Skipping any pictures, give all of the records below again exactly.

════════════════

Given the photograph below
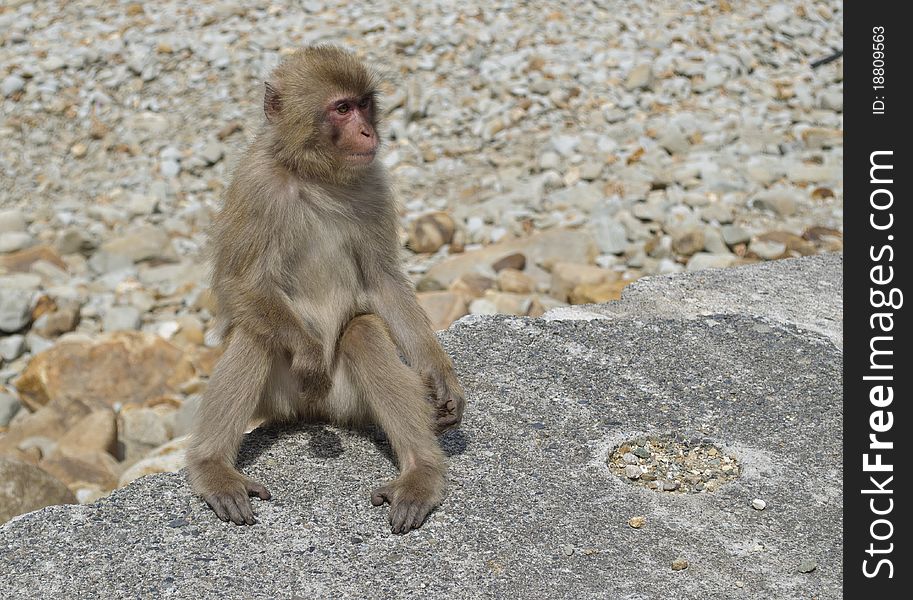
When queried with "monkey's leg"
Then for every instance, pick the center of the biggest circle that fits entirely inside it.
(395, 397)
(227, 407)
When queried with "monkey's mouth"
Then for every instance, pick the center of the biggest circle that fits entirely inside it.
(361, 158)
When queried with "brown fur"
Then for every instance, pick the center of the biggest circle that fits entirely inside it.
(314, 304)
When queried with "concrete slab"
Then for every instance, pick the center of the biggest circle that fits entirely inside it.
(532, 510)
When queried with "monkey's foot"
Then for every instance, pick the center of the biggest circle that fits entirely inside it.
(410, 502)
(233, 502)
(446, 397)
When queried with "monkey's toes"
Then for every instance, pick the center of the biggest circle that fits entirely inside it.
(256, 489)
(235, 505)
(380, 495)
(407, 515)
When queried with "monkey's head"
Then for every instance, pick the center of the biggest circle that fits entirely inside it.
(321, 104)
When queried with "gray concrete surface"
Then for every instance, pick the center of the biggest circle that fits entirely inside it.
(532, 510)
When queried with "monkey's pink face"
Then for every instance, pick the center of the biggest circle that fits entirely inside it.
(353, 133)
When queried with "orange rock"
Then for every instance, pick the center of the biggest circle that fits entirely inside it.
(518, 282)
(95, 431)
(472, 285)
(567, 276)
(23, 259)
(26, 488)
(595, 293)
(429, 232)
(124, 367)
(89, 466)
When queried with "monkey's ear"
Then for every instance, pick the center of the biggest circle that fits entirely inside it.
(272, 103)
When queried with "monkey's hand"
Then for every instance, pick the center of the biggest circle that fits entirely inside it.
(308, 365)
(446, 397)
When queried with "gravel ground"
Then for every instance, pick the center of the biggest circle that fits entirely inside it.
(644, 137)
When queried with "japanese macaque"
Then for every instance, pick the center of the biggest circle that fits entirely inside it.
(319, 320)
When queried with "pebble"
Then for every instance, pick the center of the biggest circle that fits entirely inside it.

════════════════

• SOLUTION TO THE PROBLEM:
Given the photograph below
When queried with "monkey's leg"
Then for every instance, pick the center of the biggest circle that fits entirely inside it.
(395, 397)
(227, 407)
When queried with "monkey's mouth"
Then for every instance, pick the center of the biggest circle that fits entirely inside it.
(361, 158)
When queried with "brown fur"
Then for every instance, pick the center of the biggest circle that fits entirely inside it.
(314, 304)
When queried with "concrete slab"
Then for every instance, pick the center of the biggest circle that fits entirely inside it.
(532, 510)
When queried with "monkey's foot"
Then for every instance, pick the center of the biggest circle that fits entirely inside it.
(410, 502)
(233, 502)
(446, 397)
When queried with "monkey's toes"
Then for every instance, pick the center of the biggest circle that fits entirely inside it.
(256, 489)
(235, 505)
(380, 495)
(407, 515)
When queried with "monkey's head"
Then for every instance, pick the center of the biggest circle that fits entirely inside it.
(321, 104)
When queried with "gray concrete surface"
Then for every instance, pick the center of the biggest circle that fits entirely inside it.
(532, 510)
When queried with "monkey's pink face"
Then for every instance, pick the center of the biggest circle that fits entirely inside it.
(353, 133)
When queried with "orange rock"
Then for every instance, pick the center of the biggest circle that fits entirely inside it.
(518, 282)
(95, 431)
(472, 285)
(567, 276)
(23, 259)
(26, 488)
(595, 293)
(429, 232)
(124, 367)
(89, 466)
When queried with "monkey's ear"
Then for every instance, pick the center of the biggest circle that fits entirely inside it.
(272, 103)
When queried with "monkey's hand"
Then for every instance, pick the center of the biggest circle that fits entirely inside it.
(308, 365)
(446, 397)
When queried with "gravel ground"
Then for every instance, pick the center of the biggest circle that fits entirely inside it.
(644, 137)
When queried with "japanese macaque"
Then for every instance, pick the center of the biggest circle that fits entirely inside it.
(319, 320)
When queried with "pebble"
Then for every instance, pick the center of the biggest circle that fits entirely inside it.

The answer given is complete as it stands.